The data =>
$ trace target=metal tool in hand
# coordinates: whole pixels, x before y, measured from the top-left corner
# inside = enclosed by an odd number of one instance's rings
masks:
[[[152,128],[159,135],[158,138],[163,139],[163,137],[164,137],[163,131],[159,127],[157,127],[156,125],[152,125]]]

What is expected =>
Copy the entries above, putting "steel tool" in place of "metal tool" and leaving everything else untouched.

Exercise result =>
$ trace target=steel tool in hand
# coordinates: whole pixels, x before y, measured from the top-left corner
# inside = enclosed by an odd number of one instance's rings
masks:
[[[152,128],[159,135],[158,138],[163,139],[163,137],[164,137],[163,131],[159,127],[157,127],[156,125],[152,125]]]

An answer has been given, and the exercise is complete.